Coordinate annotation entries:
--*--

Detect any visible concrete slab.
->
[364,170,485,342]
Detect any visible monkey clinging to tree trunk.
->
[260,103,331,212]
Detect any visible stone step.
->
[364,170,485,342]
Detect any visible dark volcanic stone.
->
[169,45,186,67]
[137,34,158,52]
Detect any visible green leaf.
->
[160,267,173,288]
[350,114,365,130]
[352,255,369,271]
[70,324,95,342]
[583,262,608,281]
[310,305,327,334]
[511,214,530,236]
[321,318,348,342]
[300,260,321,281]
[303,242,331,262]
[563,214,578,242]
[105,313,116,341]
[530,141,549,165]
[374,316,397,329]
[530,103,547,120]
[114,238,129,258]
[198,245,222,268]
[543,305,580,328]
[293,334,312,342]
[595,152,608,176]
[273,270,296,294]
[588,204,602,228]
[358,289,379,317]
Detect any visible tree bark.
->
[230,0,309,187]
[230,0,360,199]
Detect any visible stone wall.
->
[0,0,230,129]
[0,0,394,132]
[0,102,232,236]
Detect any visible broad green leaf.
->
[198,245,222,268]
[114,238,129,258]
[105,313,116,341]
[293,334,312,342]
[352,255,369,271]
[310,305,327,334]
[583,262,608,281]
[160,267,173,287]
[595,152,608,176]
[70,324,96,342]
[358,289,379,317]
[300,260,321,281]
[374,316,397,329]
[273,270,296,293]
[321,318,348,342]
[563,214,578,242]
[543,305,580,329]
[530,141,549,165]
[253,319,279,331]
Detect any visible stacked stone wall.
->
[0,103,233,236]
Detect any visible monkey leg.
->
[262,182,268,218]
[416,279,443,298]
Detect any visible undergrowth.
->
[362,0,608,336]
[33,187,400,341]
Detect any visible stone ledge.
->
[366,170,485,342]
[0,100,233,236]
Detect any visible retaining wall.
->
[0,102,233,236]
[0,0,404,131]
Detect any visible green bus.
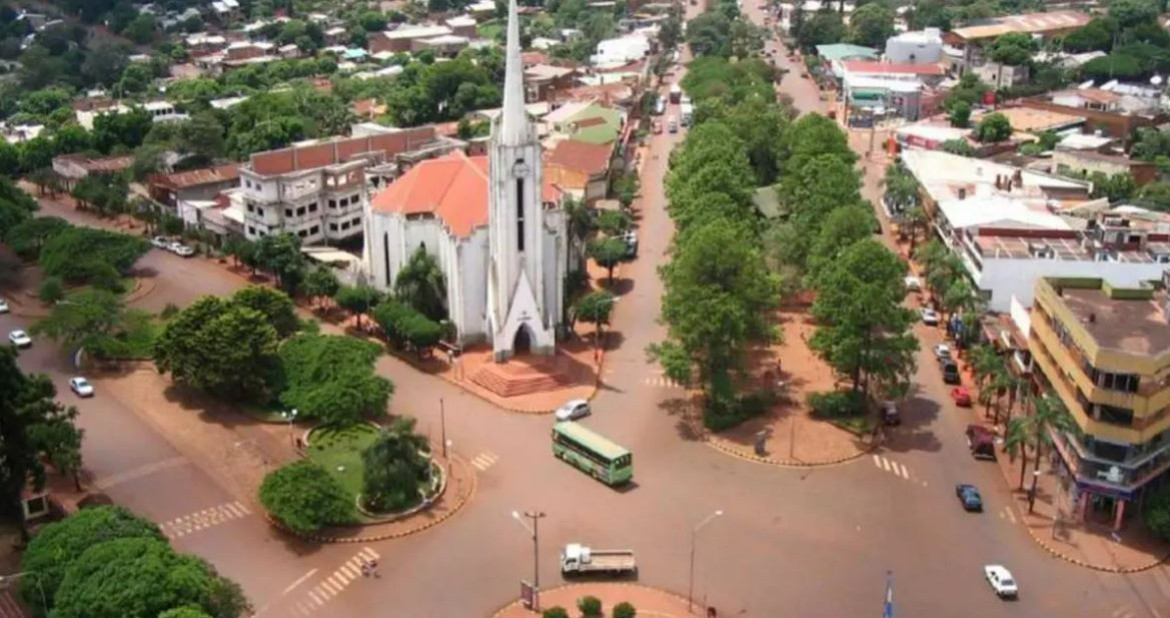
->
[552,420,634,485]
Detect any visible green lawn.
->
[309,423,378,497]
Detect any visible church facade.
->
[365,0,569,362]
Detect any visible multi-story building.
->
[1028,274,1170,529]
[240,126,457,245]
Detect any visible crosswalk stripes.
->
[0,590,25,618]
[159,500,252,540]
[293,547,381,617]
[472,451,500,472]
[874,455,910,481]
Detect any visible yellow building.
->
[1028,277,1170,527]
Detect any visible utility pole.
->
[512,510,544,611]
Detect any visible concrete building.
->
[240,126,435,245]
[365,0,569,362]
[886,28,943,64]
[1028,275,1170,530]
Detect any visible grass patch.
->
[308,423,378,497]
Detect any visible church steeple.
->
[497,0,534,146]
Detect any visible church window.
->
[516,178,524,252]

--*--

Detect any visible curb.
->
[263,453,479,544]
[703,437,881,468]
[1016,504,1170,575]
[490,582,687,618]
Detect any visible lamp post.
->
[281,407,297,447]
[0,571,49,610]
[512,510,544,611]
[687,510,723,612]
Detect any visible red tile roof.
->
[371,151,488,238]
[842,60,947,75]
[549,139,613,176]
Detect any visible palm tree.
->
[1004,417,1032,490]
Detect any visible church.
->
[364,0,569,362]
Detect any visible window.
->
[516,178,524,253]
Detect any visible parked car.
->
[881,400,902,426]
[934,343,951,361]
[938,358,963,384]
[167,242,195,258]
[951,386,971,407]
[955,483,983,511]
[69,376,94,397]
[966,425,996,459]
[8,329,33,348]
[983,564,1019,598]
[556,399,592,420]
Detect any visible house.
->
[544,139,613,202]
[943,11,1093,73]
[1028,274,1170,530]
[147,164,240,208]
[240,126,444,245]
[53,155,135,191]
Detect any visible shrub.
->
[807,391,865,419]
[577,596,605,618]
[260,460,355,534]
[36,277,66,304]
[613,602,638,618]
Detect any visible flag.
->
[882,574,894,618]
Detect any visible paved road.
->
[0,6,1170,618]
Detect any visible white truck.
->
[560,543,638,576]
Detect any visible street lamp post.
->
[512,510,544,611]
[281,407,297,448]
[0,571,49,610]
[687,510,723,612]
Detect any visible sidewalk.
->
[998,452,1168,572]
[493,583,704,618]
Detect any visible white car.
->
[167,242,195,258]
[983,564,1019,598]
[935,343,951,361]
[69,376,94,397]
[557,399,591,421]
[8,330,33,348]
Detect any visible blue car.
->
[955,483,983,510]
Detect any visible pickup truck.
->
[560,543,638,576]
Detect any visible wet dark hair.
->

--*--

What you need to do -
State how many lines in the items above contain the string "window", treating uppercase and lowercase letters as different, and give only the number.

Response -
2